TEXT SHOWN:
What One Lifter Learned from Not Eating for 60 Hours

Recently, I didn't eat any food for 60 hours. Like, in a row.

I know what you're thinking. So much gains lost. Many catabolisms.

Years ago, I would have been right there with you. In fact, I used to call intermittent fasting "intermittent starving." I thought it was the dumbest thing I'd ever heard of.

As I wrote in "How Social Media Killed the Bulk…and Your Gains," I was from the old school of muscle building. That means eating every 2-3 hours. If I went longer than that without a tuna sandwich or a mass-blaster mega-millions shake that tasted how the drywall section of Home Depot smells, I was sure I'd waste away into the physique of a crisis actor.

Then I got older. And after hearing positive things, I spent some time really delving into the science and possible benefits of intermittent fasting in general, and longer faster protocols. What I found was a lot of potential upside for lifters—particularly aging lifters—and little to no downside.

Here's why you shouldn't fear the fast, and how I do it.

Fasting, Health, and Muscle

To be clear, there's nothing directly anabolic about fasting. After all, cellular growth and muscle protein synthesis are both driven by a process known as the mTOR pathway, and it's protein and weight training that get mTOR all hot and bothered. No nutrients, no mTOR. No mTOR, no growth.

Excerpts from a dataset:
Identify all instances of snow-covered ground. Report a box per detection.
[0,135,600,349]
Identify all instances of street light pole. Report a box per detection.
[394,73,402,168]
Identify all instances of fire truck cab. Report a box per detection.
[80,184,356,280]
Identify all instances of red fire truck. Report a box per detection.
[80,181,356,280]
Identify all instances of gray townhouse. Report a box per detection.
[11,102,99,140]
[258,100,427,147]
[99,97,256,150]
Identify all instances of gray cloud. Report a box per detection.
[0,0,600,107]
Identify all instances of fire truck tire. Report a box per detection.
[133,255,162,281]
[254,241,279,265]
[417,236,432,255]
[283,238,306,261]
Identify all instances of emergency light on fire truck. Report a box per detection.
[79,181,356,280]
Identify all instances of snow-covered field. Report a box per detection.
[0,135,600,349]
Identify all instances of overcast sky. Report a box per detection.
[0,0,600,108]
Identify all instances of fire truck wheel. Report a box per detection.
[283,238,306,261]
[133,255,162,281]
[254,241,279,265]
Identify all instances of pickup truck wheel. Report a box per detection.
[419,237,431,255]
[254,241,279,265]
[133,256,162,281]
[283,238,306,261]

USING THE INFORMATION:
**A)** Based on the fasting article, why is fasting not directly anabolic? Answer in one to three sentences.
**B)** Continue the fasting article from its final paragraph.
The listing has no connection to the text about fasting.

TASK-BY-TASK ANSWERS:
**A)** Cellular growth and muscle protein synthesis are driven by the mTOR pathway, which is activated by protein and weight training. During a fast there are no nutrients to activate mTOR, and without mTOR there is no growth.

**B)**
But there's a downside to that relationship, as well. Since mTOR drives cellular growth, it also has been linked in the long term to things like cancer cell growth and accelerated aging. I know we all love the gains, but dying in your 30s jacked, while looking like you were a hard 73, doesn't sound appealing. I'm being sarcastic, but there's more research and discussion than ever about mTOR, cancer, and aging—enough to get the attention of plenty of lifelong mTOR jockeys like me.

Now, mTOR isn't bad. But ideally, we'd be able to turn it on selectively, then turn it off again, rather than just have it on all the time. Why? Because every physiological function has an antagonist to it in order to create balance, or physiological homeostasis. The off switch to mTOR is something called AMP-activated protein kinase, or AMPK, which helps to regulate cellular metabolism.

If an excess of nutrients drive mTOR, then an absence of nutrients seems to drive AMPK. And AMPK does some pretty sweet things once activated. It increases glucose uptake and fat oxidation, for one. This is likely one reason that fasting has been shown to promote lower blood glucose, and make you more insulin sensitive, thus the uptake of nutrients into the cells is vastly improved.[1] Over time, those are both benefits that can help you be leaner and more jacked, but also simply healthier.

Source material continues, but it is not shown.